## EXERCISE AIM
Extract each line of the records below that contains the string "every". Case counts.

## MATERIAL TO PROCESS
━━━━━━━━
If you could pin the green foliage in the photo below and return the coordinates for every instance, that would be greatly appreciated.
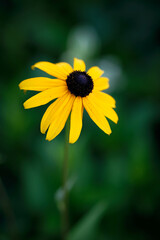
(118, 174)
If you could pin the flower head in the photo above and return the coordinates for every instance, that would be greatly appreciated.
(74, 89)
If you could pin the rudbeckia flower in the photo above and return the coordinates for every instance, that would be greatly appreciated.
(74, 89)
━━━━━━━━
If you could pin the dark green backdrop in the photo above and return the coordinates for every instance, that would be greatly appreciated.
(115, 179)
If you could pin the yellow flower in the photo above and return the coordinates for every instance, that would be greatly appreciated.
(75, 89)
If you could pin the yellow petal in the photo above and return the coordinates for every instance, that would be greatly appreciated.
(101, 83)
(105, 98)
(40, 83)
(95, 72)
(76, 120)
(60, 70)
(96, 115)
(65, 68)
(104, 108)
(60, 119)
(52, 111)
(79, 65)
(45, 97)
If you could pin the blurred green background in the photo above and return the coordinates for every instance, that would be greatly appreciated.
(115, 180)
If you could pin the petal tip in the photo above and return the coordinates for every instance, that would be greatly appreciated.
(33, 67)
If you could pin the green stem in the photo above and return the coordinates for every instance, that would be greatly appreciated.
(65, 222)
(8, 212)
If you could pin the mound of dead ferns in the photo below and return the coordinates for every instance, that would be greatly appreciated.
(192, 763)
━━━━━━━━
## REPLY
If you could pin the green foliage in the photo below and return the coordinates for every instance, that would be greatly appreciated.
If you could pin the flower head in the photo above and return the coordinates for every instance, that would be greatly appreciated.
If you could pin the rudbeckia flower in the photo above and return the coordinates for every instance, that would be greatly appreciated.
If you could pin the dark green backdrop in the photo above and return the coordinates for every instance, that would be greatly appreciated.
If you could pin the yellow flower in the photo above and return the coordinates for every instance, that would be greatly appreciated.
If you could pin the yellow petal in the photo above and return the coordinates for every instance, that would be greatly appreciated.
If you could pin the blurred green background in the photo above and return the coordinates for every instance, that would be greatly appreciated.
If you could pin the petal tip in the photo above and return the coordinates for every instance, that would be greatly appreciated.
If you could pin the green stem in the photo above and return the coordinates for every instance, that would be greatly appreciated.
If you could pin the mound of dead ferns in the photo below and return the coordinates for every instance, that would be greatly appreciated.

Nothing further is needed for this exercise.